# Trecho selecionado
::::::::::

Terremoto no Nepal: "Gente, vocês viram que horror o que aconteceu no Nepal? Mais de sete mil mortos, gente soterrada por quatro dias! Isso me lembra a vez que eu fiquei 40 minutos preso no elevador e…"

Entendem o que quero dizer? Mas, apesar deste blog ter o intuito expresso de ser centrado em mim, no caso Beco 203 eu tentei chamar atenção do máximo possível de pessoas apenas para o ocorrido. Só que, a essa altura do campeonato, vou ter que contar uma história bem particular para explicar porque o relato de estupro dentro da casa pode ser totalmente real, apesar do que dizem os representantes da mesma.

Quando eu tinha 25 anos e recém mudado para São Paulo, fui estuprada. A minha história é tão banal que chega a ser assustador. Pergunte para as mulheres com quem você tem intimidade e vai encontrar um número absurdo de gente que sofreu essa mesma violência, exatamente da maneira que vou narrar aqui.

No meu caso, levei anos para aceitar que aquilo não era sexo consensual, era sim um estupro. Eu tinha saído de uma festa com um cara que conhecia já fazia alguns meses e com quem tinha vários amigos em comum. Fomos de carro para a casa dele e lá, ficamos. Quando a situação evolui para fazermos sexo, eu declinei. Disse que não queria, que queria ir pra casa. Eu falei não incontáveis vezes, pedi para que ele me levasse para a minha cara ou que me deixasse pedir um táxi. Pedi que me deixasse ao menos sair do apartamento. A coisa começou a ficar agressiva e nós caímos no chão, ele por cima de mim. Lutei o quanto pude, sempre dizendo não, não, NÃO, PORRA!, mas ele insistia e tentava enfiar o joelho no meio das minhas pernas, para abri-las. Chegamos a um ponto em que eu estava cansada e percebi que não conseguiria ir embora, e que ainda corria o risco dele ficar ainda mais agressivo e me bater.

Acabei dizendo "tá bom" e tirei a calça.

Eu não tenho lembranças emocionais da situação. Não lembro de ter sentido nojo, dor, revolta, nada. Na verdade, por um bom tempo eu apaguei totalmente o que tinha acontecido e um dia, do nada, voltou. A lembrança que eu tenho é bem racional: concluir, muito friamente, que eu não conseguiria ir embora inteira e que então era melhor facilitar. Concordar. Fazer o que fosse necessário para que tudo terminasse logo. E foi isso que eu fiz.

Apesar de não ter ficado traumatizada como costumam ficar as vítimas de estupros violentos — e existe uma explicação psicológica para o meu caso; outro dia eu conto — essa é uma história muito, mas muito pessoal. Acho que devem existir umas quatro pessoas que sabem dela, contando com a minha ex-terapeuta. Nem minha família sabe.

Não contei ela aqui para comover ou gerar pena. Tudo que eu quero é esclarecer alguns pontos.

::::::::::

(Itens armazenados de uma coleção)
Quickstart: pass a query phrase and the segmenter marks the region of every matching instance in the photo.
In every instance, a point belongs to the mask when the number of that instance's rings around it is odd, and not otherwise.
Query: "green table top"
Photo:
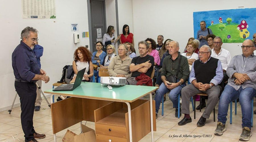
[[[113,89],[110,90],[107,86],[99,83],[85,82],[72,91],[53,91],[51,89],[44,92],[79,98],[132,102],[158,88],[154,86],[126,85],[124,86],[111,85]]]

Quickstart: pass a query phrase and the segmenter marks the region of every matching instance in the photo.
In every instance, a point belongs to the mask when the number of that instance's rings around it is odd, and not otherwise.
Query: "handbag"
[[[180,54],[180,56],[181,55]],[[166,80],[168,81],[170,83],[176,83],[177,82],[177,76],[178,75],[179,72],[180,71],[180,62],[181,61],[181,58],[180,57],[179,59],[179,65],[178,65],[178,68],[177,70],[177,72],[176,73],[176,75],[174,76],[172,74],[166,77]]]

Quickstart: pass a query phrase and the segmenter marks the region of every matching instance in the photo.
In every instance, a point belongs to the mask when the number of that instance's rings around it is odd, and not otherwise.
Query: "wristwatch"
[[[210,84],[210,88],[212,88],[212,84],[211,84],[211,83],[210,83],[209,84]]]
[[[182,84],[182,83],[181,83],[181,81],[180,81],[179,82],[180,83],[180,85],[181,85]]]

::::::::::

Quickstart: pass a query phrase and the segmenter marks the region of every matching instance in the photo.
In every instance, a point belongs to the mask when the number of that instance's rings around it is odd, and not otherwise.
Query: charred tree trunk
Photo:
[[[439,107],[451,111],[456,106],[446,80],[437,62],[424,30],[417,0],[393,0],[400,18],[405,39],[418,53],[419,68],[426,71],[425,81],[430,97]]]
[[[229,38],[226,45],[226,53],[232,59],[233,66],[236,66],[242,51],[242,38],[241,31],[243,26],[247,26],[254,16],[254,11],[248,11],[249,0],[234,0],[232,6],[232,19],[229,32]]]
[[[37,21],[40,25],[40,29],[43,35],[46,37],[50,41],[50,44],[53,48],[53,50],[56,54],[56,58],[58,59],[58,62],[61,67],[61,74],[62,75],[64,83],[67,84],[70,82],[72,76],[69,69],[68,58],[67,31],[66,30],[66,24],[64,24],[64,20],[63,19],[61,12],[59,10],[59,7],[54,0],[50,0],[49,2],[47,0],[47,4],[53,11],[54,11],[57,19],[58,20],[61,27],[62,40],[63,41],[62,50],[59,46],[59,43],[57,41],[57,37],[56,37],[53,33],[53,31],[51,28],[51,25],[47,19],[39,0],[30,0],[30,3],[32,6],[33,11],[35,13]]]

::::::::::

# Objetivo da tarefa
Com base no relato, responda:
1. Que idade a autora tinha quando foi estuprada, e para qual cidade havia se mudado pouco antes?
2. Havia quanto tempo ela conhecia o homem, e como os dois foram para a casa dele?
3. Quantas pessoas, segundo ela, devem saber dessa história?

# Resolução da tarefa
1. Tinha 25 anos e havia se mudado recentemente para São Paulo.
2. Conhecia o homem havia alguns meses, e os dois foram de carro para a casa dele.
3. Umas quatro pessoas, contando com a ex-terapeuta dela.